# STORED RECORDS

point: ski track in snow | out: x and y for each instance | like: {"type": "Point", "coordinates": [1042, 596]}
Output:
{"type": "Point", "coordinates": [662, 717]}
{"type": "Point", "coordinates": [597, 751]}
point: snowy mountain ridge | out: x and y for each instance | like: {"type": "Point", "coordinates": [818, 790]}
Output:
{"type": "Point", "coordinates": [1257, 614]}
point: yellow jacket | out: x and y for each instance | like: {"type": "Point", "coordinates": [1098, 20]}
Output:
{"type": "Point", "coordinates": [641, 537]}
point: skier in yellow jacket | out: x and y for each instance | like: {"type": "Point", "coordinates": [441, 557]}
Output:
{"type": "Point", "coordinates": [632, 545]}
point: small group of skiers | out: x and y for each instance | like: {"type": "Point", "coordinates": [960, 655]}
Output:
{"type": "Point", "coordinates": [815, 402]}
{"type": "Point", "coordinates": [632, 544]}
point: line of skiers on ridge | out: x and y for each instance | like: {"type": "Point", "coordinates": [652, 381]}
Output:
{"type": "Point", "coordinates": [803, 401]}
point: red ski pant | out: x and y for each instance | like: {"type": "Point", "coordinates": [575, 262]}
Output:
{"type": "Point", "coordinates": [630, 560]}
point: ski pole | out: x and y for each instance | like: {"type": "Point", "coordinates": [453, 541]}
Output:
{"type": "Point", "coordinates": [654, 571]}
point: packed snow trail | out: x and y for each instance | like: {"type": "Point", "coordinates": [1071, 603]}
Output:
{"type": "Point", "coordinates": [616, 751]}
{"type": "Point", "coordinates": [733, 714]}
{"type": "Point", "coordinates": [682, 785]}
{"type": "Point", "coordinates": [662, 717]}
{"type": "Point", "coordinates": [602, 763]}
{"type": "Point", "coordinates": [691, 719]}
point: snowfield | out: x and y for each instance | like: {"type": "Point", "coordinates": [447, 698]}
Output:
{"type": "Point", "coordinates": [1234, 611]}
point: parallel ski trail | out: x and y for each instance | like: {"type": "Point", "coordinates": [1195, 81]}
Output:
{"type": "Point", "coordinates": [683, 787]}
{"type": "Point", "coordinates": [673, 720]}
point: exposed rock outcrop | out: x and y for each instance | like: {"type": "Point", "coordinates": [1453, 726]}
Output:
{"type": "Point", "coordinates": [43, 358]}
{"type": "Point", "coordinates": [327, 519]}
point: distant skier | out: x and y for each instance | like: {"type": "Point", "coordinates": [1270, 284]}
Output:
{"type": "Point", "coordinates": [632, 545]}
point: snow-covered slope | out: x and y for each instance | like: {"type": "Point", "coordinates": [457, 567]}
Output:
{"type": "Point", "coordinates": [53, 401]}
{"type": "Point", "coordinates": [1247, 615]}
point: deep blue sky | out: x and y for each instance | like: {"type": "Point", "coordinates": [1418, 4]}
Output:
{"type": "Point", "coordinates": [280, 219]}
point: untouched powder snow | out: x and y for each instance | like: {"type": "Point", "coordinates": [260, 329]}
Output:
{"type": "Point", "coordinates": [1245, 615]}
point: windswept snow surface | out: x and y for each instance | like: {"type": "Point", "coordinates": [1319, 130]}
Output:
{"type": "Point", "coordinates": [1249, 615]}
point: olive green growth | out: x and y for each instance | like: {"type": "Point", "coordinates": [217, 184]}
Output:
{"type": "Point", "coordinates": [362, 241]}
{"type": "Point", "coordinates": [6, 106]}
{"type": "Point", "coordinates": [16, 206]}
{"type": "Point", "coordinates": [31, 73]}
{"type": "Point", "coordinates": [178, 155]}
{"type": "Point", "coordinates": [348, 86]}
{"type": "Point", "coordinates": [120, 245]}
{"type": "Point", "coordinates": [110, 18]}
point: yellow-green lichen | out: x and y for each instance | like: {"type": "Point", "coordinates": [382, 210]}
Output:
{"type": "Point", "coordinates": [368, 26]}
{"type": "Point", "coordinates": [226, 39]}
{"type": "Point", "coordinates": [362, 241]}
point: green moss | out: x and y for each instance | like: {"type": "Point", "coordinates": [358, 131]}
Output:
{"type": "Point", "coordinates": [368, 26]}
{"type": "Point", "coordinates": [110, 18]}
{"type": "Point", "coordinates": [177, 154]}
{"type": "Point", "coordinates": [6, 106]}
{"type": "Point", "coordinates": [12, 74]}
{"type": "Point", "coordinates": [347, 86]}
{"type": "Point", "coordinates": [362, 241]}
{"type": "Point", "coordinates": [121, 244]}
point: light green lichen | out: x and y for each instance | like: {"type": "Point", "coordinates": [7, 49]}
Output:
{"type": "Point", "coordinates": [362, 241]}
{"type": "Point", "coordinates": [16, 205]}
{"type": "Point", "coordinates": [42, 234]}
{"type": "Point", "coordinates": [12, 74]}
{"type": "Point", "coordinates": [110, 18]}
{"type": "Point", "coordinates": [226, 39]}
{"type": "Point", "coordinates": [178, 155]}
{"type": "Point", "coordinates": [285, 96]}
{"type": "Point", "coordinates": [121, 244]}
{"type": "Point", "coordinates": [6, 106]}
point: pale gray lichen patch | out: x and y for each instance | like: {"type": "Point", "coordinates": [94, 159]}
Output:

# STATED GOAL
Reproduce all data above, unchanged.

# OUTPUT OF THE EXERCISE
point: ski track in snow | out: x and y for each instance | like: {"type": "Point", "coordinates": [1042, 596]}
Output:
{"type": "Point", "coordinates": [662, 717]}
{"type": "Point", "coordinates": [597, 751]}
point: snowy mountain ridge | out: x and y for each instance | like: {"type": "Point", "coordinates": [818, 790]}
Output:
{"type": "Point", "coordinates": [1257, 614]}
point: yellow jacket | out: x and y for each instance | like: {"type": "Point", "coordinates": [1098, 20]}
Output:
{"type": "Point", "coordinates": [641, 537]}
point: skier in yellow jacket | out: x and y for each instance | like: {"type": "Point", "coordinates": [441, 557]}
Output:
{"type": "Point", "coordinates": [632, 545]}
point: small group of skiers | out: x and y for each instance | like: {"type": "Point", "coordinates": [960, 655]}
Output:
{"type": "Point", "coordinates": [815, 402]}
{"type": "Point", "coordinates": [632, 544]}
point: line of skiers on ridge | out: x and y for each instance | like: {"type": "Point", "coordinates": [652, 381]}
Output:
{"type": "Point", "coordinates": [803, 401]}
point: red ski pant | out: x and y for each instance | like: {"type": "Point", "coordinates": [575, 262]}
Output:
{"type": "Point", "coordinates": [630, 560]}
point: ski pole | out: x and y for each instance | like: {"type": "Point", "coordinates": [453, 541]}
Output:
{"type": "Point", "coordinates": [654, 571]}
point: packed snow trail | out: x and y for each instance | like: {"type": "Point", "coordinates": [1071, 603]}
Output:
{"type": "Point", "coordinates": [616, 751]}
{"type": "Point", "coordinates": [733, 714]}
{"type": "Point", "coordinates": [682, 785]}
{"type": "Point", "coordinates": [662, 717]}
{"type": "Point", "coordinates": [602, 763]}
{"type": "Point", "coordinates": [691, 719]}
point: snowfield | out: x and y for each instance | like: {"type": "Point", "coordinates": [447, 698]}
Output:
{"type": "Point", "coordinates": [1234, 611]}
point: parallel ski trail | out: x and y for each instance | like: {"type": "Point", "coordinates": [1195, 81]}
Output:
{"type": "Point", "coordinates": [683, 787]}
{"type": "Point", "coordinates": [673, 720]}
point: exposed rock outcrop | out: x and y for each instance | like: {"type": "Point", "coordinates": [1453, 726]}
Output:
{"type": "Point", "coordinates": [43, 358]}
{"type": "Point", "coordinates": [327, 519]}
point: distant skier | out: x and y for each instance | like: {"type": "Point", "coordinates": [1270, 284]}
Output:
{"type": "Point", "coordinates": [632, 545]}
point: snow-covered slope | out: x and y for each instance | like: {"type": "Point", "coordinates": [457, 567]}
Output:
{"type": "Point", "coordinates": [53, 401]}
{"type": "Point", "coordinates": [1247, 615]}
point: deep blue sky | out: x and y for each instance | like: {"type": "Point", "coordinates": [1418, 4]}
Output:
{"type": "Point", "coordinates": [280, 219]}
point: untouched powder snow | out: x and y for each instance | like: {"type": "Point", "coordinates": [260, 329]}
Output:
{"type": "Point", "coordinates": [1245, 615]}
point: windswept snow surface | out: x and y for each instance | like: {"type": "Point", "coordinates": [1319, 130]}
Output:
{"type": "Point", "coordinates": [1249, 615]}
point: olive green growth | out: x and y for each instance | like: {"type": "Point", "coordinates": [217, 184]}
Output:
{"type": "Point", "coordinates": [362, 241]}
{"type": "Point", "coordinates": [6, 106]}
{"type": "Point", "coordinates": [16, 206]}
{"type": "Point", "coordinates": [31, 73]}
{"type": "Point", "coordinates": [178, 155]}
{"type": "Point", "coordinates": [348, 86]}
{"type": "Point", "coordinates": [120, 245]}
{"type": "Point", "coordinates": [110, 18]}
point: yellow-green lichen | out: x and y for each instance | like: {"type": "Point", "coordinates": [382, 210]}
Output:
{"type": "Point", "coordinates": [368, 26]}
{"type": "Point", "coordinates": [226, 39]}
{"type": "Point", "coordinates": [362, 241]}
point: green moss | out: x and y for each instance | like: {"type": "Point", "coordinates": [358, 131]}
Output:
{"type": "Point", "coordinates": [368, 26]}
{"type": "Point", "coordinates": [110, 18]}
{"type": "Point", "coordinates": [177, 154]}
{"type": "Point", "coordinates": [6, 106]}
{"type": "Point", "coordinates": [12, 74]}
{"type": "Point", "coordinates": [347, 86]}
{"type": "Point", "coordinates": [362, 241]}
{"type": "Point", "coordinates": [121, 244]}
point: light green lichen | out: x and y for each instance | like: {"type": "Point", "coordinates": [7, 49]}
Output:
{"type": "Point", "coordinates": [362, 241]}
{"type": "Point", "coordinates": [16, 205]}
{"type": "Point", "coordinates": [42, 234]}
{"type": "Point", "coordinates": [12, 74]}
{"type": "Point", "coordinates": [110, 18]}
{"type": "Point", "coordinates": [226, 39]}
{"type": "Point", "coordinates": [178, 155]}
{"type": "Point", "coordinates": [285, 96]}
{"type": "Point", "coordinates": [121, 244]}
{"type": "Point", "coordinates": [6, 106]}
point: pale gray lichen patch | out: x and y for each instance | like: {"type": "Point", "coordinates": [94, 159]}
Output:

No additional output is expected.